(What is expected): Copy the entries from the line containing "point: the sports" through the end of the entries, substituting "dot" for "marker" and changing nothing else.

(Source data):
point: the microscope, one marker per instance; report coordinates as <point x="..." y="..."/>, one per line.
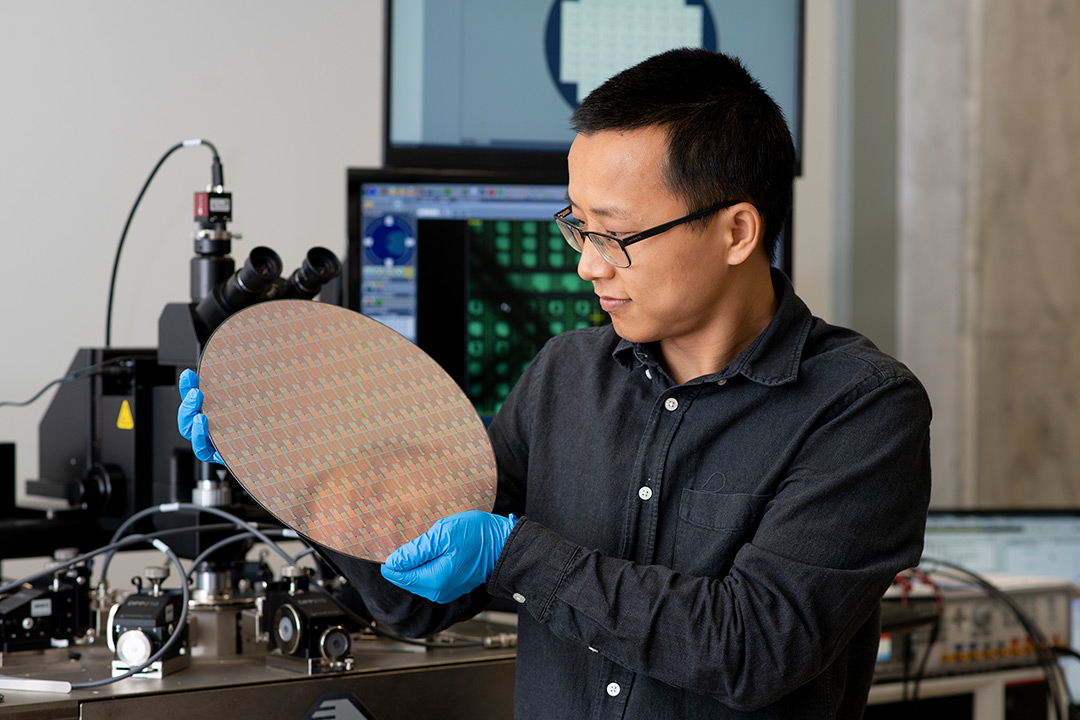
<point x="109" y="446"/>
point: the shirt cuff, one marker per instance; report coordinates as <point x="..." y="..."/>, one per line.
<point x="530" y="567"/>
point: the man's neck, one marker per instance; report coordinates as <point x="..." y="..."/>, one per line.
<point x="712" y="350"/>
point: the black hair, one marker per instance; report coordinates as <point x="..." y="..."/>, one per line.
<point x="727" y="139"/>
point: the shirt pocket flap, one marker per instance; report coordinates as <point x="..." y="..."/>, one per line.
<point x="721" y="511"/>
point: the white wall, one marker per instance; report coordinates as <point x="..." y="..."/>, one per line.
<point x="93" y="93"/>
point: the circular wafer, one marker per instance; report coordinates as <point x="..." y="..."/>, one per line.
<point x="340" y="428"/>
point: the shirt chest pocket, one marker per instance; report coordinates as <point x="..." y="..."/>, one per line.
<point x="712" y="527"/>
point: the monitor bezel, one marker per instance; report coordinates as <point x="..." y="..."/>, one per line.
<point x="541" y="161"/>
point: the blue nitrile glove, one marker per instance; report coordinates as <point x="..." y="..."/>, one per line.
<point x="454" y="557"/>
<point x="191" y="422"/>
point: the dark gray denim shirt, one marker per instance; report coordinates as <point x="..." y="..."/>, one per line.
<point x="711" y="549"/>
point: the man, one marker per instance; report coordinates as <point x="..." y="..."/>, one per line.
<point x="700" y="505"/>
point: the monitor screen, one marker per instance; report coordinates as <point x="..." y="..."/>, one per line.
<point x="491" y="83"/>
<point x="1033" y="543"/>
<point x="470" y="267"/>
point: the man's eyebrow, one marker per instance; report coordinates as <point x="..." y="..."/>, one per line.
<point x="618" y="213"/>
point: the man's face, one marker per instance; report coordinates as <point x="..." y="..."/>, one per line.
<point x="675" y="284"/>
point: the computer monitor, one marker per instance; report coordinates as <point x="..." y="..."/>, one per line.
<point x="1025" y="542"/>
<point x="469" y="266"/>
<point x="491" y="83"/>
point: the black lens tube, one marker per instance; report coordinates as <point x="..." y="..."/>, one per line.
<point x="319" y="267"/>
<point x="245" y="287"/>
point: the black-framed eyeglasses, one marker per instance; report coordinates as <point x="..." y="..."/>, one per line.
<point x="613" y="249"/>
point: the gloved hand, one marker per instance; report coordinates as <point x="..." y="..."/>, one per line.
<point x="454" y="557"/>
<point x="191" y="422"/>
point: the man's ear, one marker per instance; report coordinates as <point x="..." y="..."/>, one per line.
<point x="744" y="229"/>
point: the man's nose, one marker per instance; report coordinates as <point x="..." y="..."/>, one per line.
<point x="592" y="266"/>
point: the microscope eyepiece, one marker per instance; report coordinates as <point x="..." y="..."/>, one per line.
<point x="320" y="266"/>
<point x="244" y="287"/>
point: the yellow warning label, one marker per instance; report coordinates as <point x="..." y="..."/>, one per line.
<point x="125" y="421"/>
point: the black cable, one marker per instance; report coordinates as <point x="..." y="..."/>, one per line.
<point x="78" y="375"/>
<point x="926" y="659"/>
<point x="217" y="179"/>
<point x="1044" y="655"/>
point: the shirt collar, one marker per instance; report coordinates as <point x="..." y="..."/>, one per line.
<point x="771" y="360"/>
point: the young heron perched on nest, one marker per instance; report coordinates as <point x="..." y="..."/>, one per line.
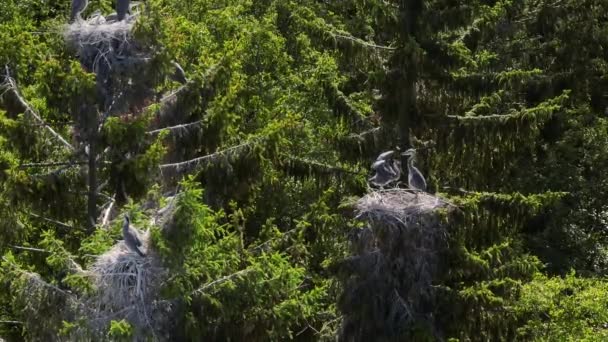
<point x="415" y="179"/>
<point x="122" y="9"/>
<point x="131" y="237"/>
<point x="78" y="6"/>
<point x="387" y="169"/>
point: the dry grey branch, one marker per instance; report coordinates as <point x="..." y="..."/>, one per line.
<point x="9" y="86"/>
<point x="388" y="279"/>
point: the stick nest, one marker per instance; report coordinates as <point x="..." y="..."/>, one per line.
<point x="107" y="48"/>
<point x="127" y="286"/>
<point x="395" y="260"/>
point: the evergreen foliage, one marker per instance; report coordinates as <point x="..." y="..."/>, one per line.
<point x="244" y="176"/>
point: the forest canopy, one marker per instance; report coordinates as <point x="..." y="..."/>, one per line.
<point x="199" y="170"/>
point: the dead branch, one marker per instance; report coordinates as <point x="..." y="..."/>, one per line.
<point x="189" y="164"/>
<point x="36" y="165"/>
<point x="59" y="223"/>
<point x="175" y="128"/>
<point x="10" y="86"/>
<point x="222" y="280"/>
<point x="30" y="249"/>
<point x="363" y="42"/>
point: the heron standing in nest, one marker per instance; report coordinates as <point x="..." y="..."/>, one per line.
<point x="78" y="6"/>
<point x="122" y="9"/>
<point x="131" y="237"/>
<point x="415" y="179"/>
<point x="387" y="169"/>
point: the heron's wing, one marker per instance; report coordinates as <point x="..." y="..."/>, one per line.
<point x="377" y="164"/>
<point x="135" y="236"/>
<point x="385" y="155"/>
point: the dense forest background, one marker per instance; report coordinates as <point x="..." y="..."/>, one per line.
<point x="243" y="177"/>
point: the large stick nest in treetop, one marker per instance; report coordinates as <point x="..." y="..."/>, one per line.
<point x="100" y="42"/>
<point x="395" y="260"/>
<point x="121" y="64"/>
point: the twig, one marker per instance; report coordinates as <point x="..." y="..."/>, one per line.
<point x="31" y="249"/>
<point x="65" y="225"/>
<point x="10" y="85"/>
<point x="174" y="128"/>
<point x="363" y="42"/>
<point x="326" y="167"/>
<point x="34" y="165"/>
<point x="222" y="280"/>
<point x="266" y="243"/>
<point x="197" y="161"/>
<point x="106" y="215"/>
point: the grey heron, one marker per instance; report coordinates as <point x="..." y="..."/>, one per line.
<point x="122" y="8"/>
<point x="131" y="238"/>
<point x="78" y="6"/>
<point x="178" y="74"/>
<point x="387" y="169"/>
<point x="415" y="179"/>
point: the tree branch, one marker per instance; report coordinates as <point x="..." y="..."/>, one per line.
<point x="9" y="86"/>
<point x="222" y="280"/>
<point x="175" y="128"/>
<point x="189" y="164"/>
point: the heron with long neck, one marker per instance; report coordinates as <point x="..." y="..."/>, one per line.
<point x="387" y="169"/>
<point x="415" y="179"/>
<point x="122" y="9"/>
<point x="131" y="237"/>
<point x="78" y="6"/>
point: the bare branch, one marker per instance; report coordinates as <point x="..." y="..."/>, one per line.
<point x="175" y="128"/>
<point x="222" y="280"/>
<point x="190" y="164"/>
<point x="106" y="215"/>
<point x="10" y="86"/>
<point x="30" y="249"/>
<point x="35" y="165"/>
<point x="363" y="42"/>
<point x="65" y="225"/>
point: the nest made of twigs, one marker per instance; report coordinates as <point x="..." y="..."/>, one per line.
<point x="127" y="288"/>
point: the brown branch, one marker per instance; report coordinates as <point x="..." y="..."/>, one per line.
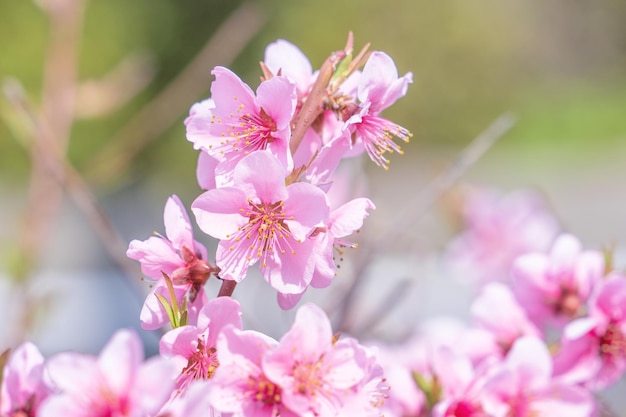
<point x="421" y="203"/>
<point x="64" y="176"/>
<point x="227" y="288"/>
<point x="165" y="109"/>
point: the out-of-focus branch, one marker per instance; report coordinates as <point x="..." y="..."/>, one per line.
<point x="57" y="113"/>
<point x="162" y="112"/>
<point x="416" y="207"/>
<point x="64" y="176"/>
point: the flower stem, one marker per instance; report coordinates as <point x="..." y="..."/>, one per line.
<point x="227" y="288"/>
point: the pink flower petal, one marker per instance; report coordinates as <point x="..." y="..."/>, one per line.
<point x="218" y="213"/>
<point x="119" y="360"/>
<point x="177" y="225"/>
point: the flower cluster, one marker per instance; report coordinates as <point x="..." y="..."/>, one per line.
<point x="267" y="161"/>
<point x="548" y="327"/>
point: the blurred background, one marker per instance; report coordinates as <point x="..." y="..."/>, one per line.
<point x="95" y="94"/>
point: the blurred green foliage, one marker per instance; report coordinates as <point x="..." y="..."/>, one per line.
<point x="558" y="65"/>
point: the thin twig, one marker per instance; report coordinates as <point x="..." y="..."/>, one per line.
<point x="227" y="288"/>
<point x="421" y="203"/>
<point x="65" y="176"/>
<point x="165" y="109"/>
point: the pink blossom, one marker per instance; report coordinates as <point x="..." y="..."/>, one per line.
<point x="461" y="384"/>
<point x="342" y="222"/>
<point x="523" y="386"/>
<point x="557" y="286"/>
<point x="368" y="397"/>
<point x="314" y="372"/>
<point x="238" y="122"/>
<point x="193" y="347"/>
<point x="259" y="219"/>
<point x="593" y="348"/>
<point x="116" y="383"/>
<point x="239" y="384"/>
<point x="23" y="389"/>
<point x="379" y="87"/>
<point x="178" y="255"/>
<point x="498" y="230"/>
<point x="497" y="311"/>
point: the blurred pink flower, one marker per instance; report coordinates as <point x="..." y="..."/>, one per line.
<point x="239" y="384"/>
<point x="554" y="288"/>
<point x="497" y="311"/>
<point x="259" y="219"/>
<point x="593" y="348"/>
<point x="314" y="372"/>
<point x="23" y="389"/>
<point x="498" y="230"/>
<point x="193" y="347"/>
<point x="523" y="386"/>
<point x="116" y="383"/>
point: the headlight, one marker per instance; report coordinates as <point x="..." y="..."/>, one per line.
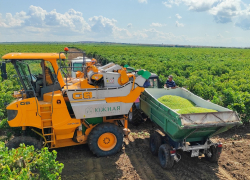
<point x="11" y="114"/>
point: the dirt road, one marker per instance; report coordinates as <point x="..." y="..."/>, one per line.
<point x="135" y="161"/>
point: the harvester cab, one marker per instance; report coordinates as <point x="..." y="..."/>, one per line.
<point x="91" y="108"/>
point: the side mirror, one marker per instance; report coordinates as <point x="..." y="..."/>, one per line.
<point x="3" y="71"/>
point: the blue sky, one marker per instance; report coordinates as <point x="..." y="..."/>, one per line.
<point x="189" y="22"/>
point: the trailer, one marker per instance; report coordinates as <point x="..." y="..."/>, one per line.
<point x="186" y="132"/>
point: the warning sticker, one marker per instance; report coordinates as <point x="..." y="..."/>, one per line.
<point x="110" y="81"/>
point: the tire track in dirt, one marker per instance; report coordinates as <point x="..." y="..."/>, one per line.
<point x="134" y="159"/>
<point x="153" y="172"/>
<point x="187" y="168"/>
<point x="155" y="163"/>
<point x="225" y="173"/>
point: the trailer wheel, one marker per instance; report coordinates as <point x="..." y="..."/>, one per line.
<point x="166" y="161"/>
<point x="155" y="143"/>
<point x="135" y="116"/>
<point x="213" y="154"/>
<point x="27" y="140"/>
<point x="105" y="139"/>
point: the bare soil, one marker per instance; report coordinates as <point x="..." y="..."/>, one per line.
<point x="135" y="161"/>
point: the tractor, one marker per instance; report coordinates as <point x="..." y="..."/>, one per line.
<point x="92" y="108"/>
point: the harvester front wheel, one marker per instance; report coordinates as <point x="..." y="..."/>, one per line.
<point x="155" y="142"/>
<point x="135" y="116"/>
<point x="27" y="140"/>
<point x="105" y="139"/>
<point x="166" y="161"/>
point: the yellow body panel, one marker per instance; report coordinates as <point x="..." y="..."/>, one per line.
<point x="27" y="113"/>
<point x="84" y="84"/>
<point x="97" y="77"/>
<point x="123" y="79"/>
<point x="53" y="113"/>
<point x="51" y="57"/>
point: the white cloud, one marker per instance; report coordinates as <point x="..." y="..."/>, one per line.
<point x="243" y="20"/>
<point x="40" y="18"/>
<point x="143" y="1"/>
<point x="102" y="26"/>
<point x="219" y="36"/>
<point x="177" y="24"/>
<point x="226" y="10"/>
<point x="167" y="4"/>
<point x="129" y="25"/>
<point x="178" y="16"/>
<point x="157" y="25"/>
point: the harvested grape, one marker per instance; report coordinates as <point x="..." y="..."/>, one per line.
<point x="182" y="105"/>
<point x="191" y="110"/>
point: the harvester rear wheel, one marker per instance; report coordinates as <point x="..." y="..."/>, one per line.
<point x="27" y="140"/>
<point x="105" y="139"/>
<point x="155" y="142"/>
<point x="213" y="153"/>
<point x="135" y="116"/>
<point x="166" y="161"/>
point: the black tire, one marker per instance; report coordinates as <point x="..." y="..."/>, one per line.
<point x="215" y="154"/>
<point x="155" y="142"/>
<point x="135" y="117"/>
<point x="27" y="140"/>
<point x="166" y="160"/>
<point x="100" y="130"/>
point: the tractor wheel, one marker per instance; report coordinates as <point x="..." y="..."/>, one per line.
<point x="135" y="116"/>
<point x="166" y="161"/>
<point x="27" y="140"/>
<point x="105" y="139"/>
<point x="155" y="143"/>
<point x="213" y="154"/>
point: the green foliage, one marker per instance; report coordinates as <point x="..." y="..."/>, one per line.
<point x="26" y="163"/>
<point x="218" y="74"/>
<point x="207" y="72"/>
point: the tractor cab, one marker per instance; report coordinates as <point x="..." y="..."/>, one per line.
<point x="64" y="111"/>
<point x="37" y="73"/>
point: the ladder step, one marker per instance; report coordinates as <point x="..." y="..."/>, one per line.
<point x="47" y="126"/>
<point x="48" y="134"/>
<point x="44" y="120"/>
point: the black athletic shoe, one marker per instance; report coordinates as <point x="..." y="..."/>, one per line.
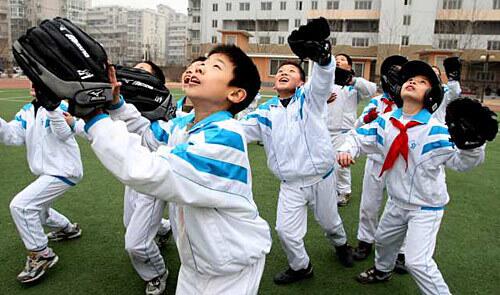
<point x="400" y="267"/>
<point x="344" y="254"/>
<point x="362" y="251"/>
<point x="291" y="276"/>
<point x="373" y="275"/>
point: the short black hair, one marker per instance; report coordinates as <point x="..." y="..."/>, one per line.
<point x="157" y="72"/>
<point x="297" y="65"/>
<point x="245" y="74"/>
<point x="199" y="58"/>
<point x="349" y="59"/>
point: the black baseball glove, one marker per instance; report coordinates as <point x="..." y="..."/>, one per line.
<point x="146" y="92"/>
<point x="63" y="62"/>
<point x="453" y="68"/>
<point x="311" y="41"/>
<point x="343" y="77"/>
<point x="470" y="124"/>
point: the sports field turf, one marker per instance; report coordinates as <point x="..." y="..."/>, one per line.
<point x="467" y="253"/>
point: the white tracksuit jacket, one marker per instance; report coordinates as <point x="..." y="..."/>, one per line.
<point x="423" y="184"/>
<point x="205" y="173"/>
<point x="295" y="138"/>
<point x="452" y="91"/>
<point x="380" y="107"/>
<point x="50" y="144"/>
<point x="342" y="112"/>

(Solution):
point: the sports field turf, one dot per instance; report coordinates as <point x="..." y="..."/>, one per line.
<point x="467" y="253"/>
point: the white tracksuit jacket, one dot per instance; report coordinates as <point x="..." y="..."/>, one per line.
<point x="423" y="184"/>
<point x="205" y="173"/>
<point x="295" y="138"/>
<point x="452" y="91"/>
<point x="380" y="107"/>
<point x="50" y="144"/>
<point x="342" y="112"/>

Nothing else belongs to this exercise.